**Extract provided**
----------------------------------------

Same clustering is achieved. Can you think about cases where the results would differ?

Let’s try to investigate the difference between these linkage metrics, by constructing the following toy dataset:

X = np.array([
    [1, 1], [2, 1],
    [4, 1], [5, 1],
    [1, 4], [2, 4],
    [4, 4], [5, 4],
])

plt.scatter(X[:, 0], X[:, 1])
plt.axis('equal');

fig, (ax1, ax2) = plt.subplots(1, 2, figsize=(10, 4))
l_mat_1, Zs_1 = agglomerative(X, single)
dendrogram(l_mat_1, leaf_label_func=lambda i: str(tuple(X[i])), leaf_rotation=-45, color_threshold=3, ax=ax1);
l_mat_2, Zs_2 = agglomerative(X, complete)
dendrogram(l_mat_2, leaf_label_func=lambda i: str(tuple(X[i])), leaf_rotation=-45, color_threshold=3, ax=ax2);

Note that the above hierarchies are not equal (even though they seem to be, visually). The ordering of the singletons (X-axis) is not the same.

Let’s take a look at how the clusters are formed at each time step:

fig, (ax1, ax2) = plt.subplots(1, 2, figsize=(13, 6))

----------------------------------------

**Supplied records**

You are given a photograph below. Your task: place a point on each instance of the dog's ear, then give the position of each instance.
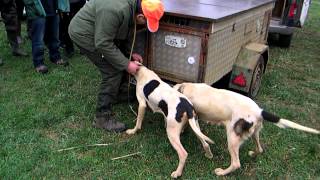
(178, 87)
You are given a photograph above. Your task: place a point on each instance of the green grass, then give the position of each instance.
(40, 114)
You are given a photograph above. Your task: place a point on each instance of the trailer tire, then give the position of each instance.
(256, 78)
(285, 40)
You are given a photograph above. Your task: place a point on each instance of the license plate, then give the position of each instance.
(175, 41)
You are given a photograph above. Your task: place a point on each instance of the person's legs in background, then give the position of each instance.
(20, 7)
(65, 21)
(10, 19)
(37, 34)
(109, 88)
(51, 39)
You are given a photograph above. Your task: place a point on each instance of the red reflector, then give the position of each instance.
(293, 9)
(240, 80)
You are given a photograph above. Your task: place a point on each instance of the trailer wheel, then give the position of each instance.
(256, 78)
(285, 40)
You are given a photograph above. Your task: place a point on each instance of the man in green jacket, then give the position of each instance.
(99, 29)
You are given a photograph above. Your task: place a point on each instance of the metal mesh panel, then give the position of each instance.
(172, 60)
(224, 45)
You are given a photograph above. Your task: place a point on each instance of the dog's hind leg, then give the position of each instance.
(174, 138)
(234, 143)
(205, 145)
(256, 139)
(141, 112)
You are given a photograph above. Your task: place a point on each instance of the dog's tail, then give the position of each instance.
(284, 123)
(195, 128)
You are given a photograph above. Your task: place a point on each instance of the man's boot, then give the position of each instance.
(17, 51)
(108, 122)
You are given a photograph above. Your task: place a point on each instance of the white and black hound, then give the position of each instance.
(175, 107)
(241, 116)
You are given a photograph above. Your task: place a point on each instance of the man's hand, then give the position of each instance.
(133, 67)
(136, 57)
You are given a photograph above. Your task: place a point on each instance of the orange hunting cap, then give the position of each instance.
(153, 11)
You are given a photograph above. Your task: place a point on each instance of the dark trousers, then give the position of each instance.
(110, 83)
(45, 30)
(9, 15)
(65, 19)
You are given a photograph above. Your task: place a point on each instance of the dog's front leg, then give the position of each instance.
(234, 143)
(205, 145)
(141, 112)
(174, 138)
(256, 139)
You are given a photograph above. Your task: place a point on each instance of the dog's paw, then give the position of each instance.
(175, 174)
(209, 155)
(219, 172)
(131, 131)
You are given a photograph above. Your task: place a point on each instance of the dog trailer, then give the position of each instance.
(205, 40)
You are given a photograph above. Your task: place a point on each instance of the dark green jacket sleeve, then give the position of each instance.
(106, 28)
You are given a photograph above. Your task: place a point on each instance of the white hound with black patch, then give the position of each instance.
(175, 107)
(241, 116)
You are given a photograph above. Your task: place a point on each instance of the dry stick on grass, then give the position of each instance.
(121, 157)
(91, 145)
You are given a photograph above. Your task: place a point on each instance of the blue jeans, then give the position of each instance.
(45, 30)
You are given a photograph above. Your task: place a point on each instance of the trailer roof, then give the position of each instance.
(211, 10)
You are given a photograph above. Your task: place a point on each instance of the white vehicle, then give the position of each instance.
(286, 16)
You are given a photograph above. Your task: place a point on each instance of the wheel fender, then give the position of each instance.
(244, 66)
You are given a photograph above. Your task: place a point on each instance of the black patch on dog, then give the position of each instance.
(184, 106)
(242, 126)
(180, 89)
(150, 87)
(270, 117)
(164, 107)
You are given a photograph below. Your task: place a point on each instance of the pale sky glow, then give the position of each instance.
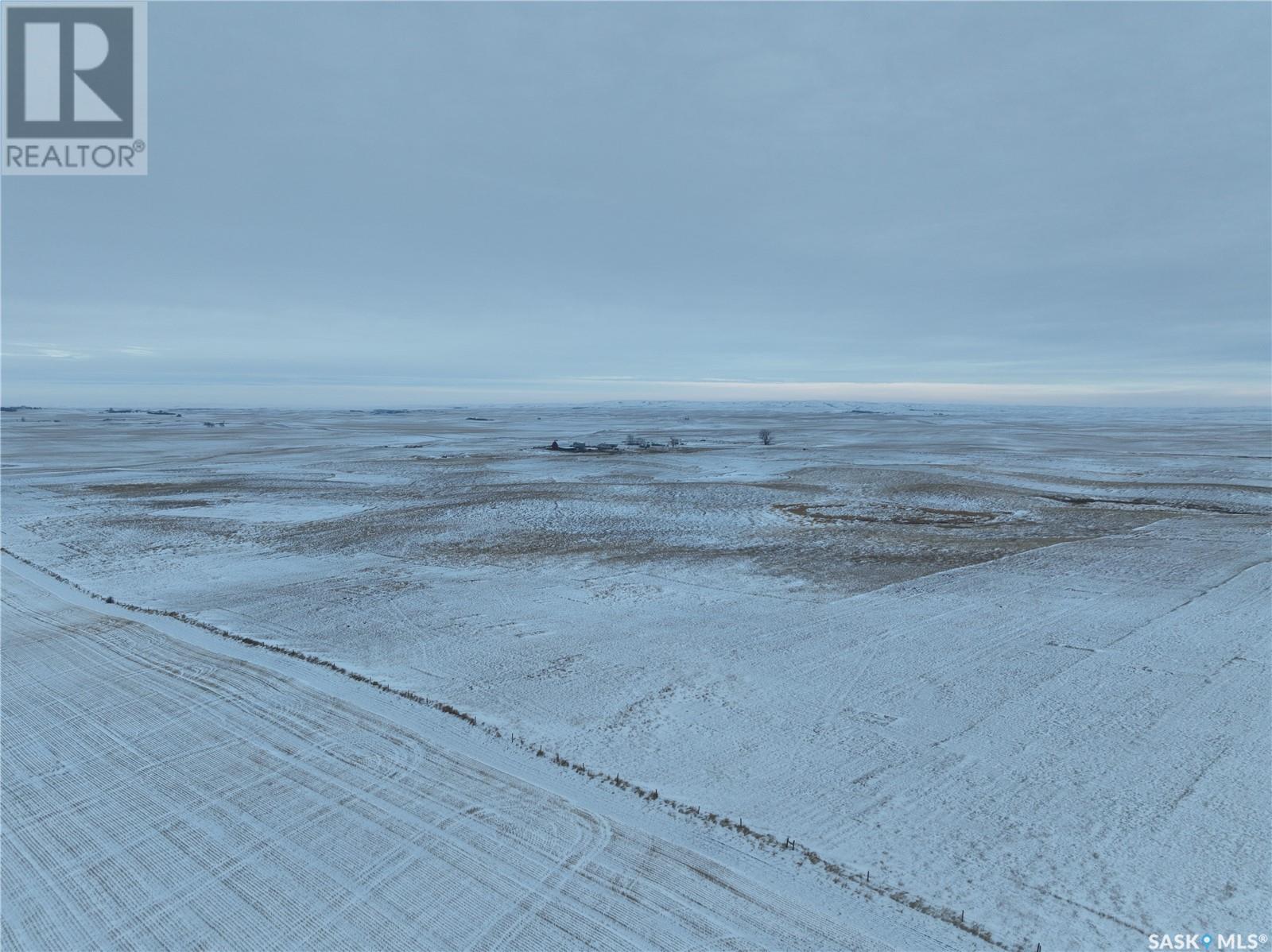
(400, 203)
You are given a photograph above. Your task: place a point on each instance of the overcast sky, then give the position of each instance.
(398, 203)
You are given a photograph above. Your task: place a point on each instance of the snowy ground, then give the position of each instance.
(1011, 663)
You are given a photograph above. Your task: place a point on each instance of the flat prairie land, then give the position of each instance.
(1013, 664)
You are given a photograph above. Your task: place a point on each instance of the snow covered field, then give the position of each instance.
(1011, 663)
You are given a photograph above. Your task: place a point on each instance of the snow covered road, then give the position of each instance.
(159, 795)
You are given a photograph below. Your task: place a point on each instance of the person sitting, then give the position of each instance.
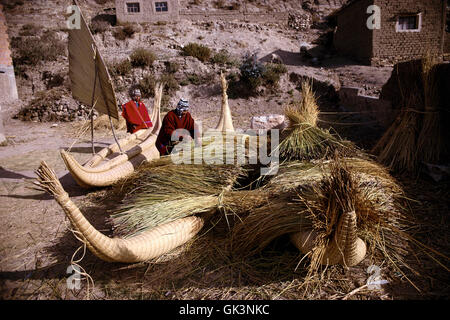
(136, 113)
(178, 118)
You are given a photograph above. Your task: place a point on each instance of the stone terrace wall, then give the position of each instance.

----------------------------------------

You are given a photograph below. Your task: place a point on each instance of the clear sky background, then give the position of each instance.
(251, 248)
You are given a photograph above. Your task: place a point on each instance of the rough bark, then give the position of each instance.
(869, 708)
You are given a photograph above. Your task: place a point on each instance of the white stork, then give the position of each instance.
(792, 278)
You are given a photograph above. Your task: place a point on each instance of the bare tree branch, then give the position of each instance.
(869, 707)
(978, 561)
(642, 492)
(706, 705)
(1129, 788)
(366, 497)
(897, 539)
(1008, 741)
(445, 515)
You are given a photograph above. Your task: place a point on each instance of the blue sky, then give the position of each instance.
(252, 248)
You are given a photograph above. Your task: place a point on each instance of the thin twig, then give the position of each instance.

----------------------------------------

**Tasks to carry out**
1 - According to the linkage-metrics tutorial, what makes the two hierarchies different even though they look the same?
2 - Pick up the linkage-metrics tutorial after its last line and keep writing it.

**Solved tasks**
1 - The ordering of the singletons on the X-axis is not the same.

2 -
artists = []

for i in range(len(Zs_1)):
  frame = []
  frame.append(ax1.scatter(X[:, 0], X[:, 1], c=cluster_rename(Zs_1[i]), s=500))
  frame.append(ax2.scatter(X[:, 0], X[:, 1], c=cluster_rename(Zs_2[i]), s=500))

  for c in set(Zs_1[i]):
    if sum(Zs_1[i]==c) > 1:
      frame += plot_ellipse(X[Zs_1[i]==c], ax1)

  for c in set(Zs_2[i]):
    if sum(Zs_2[i]==c) > 1:
      frame += plot_ellipse(X[Zs_2[i]==c], ax2)

  artists.append(frame)

plt.close()

anim = animation.ArtistAnimation(fig, artists, interval=1000, repeat=False, blit=False);
HTML(anim.to_jshtml())

Observations: - Single linkage has a tendence to combine observations linked by a series of close intermediate observations - chaining. - Complete linkage tend to produce compact clusters with small diameters. (Can result in elements being close to members of other clusters than to their own)

from sklearn.datasets import make_moons

X, y = make_moons(n_samples=99, noise=0.05, random_state=170)

l_mat_1, Zs_1 = agglomerative(X, single)
l_mat_2, Zs_2 = agglomerative(X, complete)

# Plot (n-1)th timestep - 2 clusters
fig, (ax1, ax2) = plt.subplots(1, 2, figsize=(13, 6))
ax1.scatter(X[:, 0], X[:, 1], c=cluster_rename(Zs_1[-2]), s=50)
ax2.scatter(X[:, 0], X[:, 1], c=cluster_rename(Zs_2[-2]), s=50)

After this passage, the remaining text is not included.